-- Work to be completed --
Rewrite the lines below, changing every "motorhome" to "camper van" and leaving everything else unchanged.

++++++++

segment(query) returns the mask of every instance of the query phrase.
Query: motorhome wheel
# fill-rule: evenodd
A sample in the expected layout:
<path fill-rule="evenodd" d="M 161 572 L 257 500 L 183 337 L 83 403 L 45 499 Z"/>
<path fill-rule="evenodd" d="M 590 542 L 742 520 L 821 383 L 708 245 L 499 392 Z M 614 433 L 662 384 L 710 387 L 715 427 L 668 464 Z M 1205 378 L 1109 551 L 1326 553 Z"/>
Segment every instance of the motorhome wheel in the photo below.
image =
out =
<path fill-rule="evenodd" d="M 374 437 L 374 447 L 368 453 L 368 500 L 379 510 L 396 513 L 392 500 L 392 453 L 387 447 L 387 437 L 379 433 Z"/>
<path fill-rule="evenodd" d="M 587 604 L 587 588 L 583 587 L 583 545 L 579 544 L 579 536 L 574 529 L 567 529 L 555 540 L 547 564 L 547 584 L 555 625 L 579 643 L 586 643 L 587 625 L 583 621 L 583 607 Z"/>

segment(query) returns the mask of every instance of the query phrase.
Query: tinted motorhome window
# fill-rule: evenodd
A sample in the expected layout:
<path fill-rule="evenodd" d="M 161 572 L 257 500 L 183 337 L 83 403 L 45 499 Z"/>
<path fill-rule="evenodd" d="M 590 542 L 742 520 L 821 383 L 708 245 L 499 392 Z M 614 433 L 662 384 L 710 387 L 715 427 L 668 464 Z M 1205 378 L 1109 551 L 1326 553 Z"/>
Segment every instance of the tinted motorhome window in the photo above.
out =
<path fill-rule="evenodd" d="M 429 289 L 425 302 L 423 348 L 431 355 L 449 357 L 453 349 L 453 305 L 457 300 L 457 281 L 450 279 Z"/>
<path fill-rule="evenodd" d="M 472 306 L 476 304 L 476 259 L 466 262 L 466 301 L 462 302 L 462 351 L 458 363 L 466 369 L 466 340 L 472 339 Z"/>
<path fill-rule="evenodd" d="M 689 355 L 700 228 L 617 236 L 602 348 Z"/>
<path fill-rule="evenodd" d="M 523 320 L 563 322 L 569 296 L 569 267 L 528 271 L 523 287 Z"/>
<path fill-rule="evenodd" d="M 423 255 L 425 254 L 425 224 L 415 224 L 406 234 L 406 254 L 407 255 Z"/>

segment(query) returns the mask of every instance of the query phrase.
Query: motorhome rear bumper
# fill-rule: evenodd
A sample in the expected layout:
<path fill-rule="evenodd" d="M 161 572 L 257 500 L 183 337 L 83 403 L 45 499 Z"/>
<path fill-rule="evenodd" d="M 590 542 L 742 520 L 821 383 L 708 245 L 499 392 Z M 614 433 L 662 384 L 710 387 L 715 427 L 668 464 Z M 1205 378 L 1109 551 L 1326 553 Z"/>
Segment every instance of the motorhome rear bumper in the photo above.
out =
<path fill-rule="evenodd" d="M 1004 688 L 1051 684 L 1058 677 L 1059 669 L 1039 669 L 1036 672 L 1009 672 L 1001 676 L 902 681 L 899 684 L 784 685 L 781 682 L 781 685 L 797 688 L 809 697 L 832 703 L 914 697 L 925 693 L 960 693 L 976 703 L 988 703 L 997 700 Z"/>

++++++++

-- Right answer --
segment(query) returns the mask of every instance of the query phrase.
Query: camper van wheel
# fill-rule: evenodd
A sample in the expected layout:
<path fill-rule="evenodd" d="M 161 572 L 257 500 L 183 337 L 83 403 L 45 499 Z"/>
<path fill-rule="evenodd" d="M 590 542 L 742 520 L 821 383 L 708 245 L 499 392 Z M 614 433 L 662 384 L 710 387 L 715 427 L 668 464 Z M 1205 378 L 1109 551 L 1326 553 Z"/>
Segment every instance of the camper van wheel in the photo below.
image =
out =
<path fill-rule="evenodd" d="M 374 437 L 374 447 L 368 453 L 368 500 L 379 510 L 396 513 L 392 500 L 392 453 L 387 447 L 387 437 L 379 433 Z"/>
<path fill-rule="evenodd" d="M 587 604 L 587 588 L 583 587 L 583 545 L 579 544 L 579 536 L 574 529 L 567 529 L 555 540 L 547 564 L 547 584 L 555 625 L 579 643 L 586 643 L 587 625 L 583 621 L 583 607 Z"/>

segment(query) returns the mask of every instance of the query phrase.
Query: tinted camper van window
# fill-rule: evenodd
A sample in the expected layout:
<path fill-rule="evenodd" d="M 161 572 L 257 500 L 183 337 L 83 403 L 45 499 Z"/>
<path fill-rule="evenodd" d="M 590 542 L 742 520 L 821 383 L 708 245 L 499 392 Z M 614 433 L 662 384 L 710 387 L 715 427 L 668 464 Z M 1205 378 L 1109 551 L 1326 553 Z"/>
Segment every instance of the tinted camper van window in the photo above.
out =
<path fill-rule="evenodd" d="M 429 289 L 425 302 L 423 348 L 431 355 L 449 357 L 453 349 L 453 305 L 457 300 L 457 281 L 450 279 Z"/>
<path fill-rule="evenodd" d="M 472 306 L 476 304 L 476 259 L 466 262 L 466 301 L 462 302 L 462 351 L 458 363 L 466 369 L 466 340 L 472 339 Z"/>
<path fill-rule="evenodd" d="M 689 355 L 700 228 L 617 236 L 602 348 Z"/>
<path fill-rule="evenodd" d="M 523 320 L 563 322 L 569 296 L 569 267 L 528 271 L 523 287 Z"/>
<path fill-rule="evenodd" d="M 423 255 L 425 254 L 425 224 L 415 224 L 406 234 L 406 254 L 407 255 Z"/>

segment(query) returns the mask of every instance of the query phrase.
Query: camper van rear bumper
# fill-rule: evenodd
A sample in the expected layout:
<path fill-rule="evenodd" d="M 161 572 L 257 500 L 183 337 L 83 403 L 45 499 Z"/>
<path fill-rule="evenodd" d="M 590 542 L 742 520 L 821 383 L 708 245 L 499 392 Z M 614 433 L 662 384 L 710 387 L 715 427 L 668 464 Z M 1205 378 L 1109 551 L 1326 553 Z"/>
Segment every instance of the camper van rear bumper in the photo above.
out =
<path fill-rule="evenodd" d="M 1004 688 L 1051 684 L 1058 677 L 1059 669 L 1039 669 L 1036 672 L 1009 672 L 1001 676 L 902 681 L 899 684 L 784 685 L 781 682 L 781 685 L 797 688 L 809 697 L 832 703 L 914 697 L 925 693 L 960 693 L 976 703 L 988 703 L 997 700 Z"/>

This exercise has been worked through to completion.